▸ Selection
***
A similar thought was going through the mind of Giuseppe Bertone, the head of the Bertone styling house. Lancia had traditionally relied upon Pinninfarina for design work and Bertone wanted to replace them so he took a Fulvia which belonged to one of his friends, fitted a redesigned body to it and drove it to the Lancia factory gates where it passed easily under the barrier. His proposal to cooperate with Lancia in building the ultimate sports/rally car with the help of his chief designer Marcello Gandini (who had worked on Lamborghini's Countach and Miura) was accepted.
This was a car designed from scratch for rallying, and designed to cope with the toughest conditions that could be thrown at it. It was completely uncompromising; cramped, noisy, stifling, uncomfortable and difficult to drive, particularly in inexperienced hands, it was nevertheless popular with racing crews and racing fans who love to see it in action.
It had a fibreglass wedge shaped shell and wraparound windows which resembled the visor of a crash helmet. Consequently it was once described as looking as though it had fallen from the stratosphere; hence it was given the name 'Stratos'. Vision to the front was superb; to the rear it was practically non-existent but then this was a car designed to stay in front of the pack.
***
▸ Listing
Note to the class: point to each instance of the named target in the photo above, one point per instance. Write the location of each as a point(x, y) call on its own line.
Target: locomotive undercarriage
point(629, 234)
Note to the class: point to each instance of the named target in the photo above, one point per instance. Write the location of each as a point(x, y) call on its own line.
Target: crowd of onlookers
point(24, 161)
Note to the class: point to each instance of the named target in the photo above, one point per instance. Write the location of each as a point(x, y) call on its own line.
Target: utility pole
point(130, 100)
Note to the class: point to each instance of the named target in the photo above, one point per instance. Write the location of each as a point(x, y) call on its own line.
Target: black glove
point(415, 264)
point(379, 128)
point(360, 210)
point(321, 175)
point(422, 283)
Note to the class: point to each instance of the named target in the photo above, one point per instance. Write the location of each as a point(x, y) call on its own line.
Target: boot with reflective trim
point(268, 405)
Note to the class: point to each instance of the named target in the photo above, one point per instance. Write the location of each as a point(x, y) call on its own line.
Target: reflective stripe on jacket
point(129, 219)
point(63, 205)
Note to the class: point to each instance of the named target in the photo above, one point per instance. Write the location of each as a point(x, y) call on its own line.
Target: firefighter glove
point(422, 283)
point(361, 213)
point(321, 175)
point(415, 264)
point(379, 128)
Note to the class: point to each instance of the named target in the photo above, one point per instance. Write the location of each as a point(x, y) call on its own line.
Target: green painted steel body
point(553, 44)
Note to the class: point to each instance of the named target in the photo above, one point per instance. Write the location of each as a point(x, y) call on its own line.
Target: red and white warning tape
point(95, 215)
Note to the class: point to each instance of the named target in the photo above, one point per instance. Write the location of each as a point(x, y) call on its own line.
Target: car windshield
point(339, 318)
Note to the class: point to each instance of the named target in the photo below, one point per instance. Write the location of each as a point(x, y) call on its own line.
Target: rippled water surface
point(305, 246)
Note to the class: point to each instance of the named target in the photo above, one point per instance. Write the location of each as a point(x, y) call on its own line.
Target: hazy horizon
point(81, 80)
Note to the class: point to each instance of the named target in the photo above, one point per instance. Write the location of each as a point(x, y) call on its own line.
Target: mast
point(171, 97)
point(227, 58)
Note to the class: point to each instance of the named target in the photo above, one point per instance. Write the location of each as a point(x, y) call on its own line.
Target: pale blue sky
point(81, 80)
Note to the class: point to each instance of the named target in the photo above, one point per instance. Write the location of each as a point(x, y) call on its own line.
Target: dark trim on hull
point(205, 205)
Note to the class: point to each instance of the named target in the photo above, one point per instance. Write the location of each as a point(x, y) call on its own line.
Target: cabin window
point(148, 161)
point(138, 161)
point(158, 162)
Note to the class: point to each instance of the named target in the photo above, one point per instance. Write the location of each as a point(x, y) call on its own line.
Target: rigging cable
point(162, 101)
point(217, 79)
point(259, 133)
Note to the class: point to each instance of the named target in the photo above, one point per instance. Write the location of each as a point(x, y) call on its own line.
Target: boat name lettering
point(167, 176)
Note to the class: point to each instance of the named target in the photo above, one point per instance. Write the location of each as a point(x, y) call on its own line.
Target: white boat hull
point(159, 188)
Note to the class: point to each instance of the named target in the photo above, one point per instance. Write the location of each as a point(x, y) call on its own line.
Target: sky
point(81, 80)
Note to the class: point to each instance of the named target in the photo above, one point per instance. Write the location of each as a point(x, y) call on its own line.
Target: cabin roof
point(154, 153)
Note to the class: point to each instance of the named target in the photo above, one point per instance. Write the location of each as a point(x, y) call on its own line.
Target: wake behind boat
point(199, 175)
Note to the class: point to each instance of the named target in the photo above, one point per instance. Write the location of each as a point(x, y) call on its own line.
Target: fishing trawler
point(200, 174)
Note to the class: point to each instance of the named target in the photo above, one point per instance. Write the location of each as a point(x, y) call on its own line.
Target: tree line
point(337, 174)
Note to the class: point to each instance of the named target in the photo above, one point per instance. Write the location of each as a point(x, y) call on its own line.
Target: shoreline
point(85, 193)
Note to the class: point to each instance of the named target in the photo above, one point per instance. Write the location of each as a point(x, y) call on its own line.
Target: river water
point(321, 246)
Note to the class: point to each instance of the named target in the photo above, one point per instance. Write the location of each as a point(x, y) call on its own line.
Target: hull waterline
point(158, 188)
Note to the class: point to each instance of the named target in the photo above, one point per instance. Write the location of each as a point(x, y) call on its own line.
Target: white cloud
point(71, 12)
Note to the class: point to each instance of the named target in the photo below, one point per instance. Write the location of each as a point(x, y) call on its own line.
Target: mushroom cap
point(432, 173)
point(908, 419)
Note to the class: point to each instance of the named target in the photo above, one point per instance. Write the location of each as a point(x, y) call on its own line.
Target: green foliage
***
▸ What this exercise asks
a. In the passage on the Lancia Stratos, what was the car said to look like, which gave it its name?
b. Pick up the passage on the Lancia Stratos and continue it from its final sentence.

▸ The responses
a. It was described as looking as though it had fallen from the stratosphere.

b.
By the time of it's public launch it was powered by a 2.5 litre Ferrari V-6 engine producing 280 brake horsepower; Enzio Ferrari was reluctant to provide this engine at first because he did not want to assist the possible rival to his own Dino V6 but he eventually agreed to provide the 500 engines for the 500 road going cars that Lancia had to manufacture in order to comply with race regulations. These were detuned to produce 190 brake horsepower but the cars were not put together as well as they could have been and quite a few of them were wrecked by enthusiastic amateurs who thought that they were better drivers than they in fact were.
The Stratos was entered for the World Rally Championship and took first place three years running. In 1975 it won the Swedish Rally, skating over snow and ice; and then to show that it was not only a cold weather car it won the East African Safari Rally despite the dust and heat!
Production came to an end in 1978, by which time just under 500 Stratos had been built and surviving examples (lots of them werewrecked, remember!) in good condition are highly collectable and very valuable.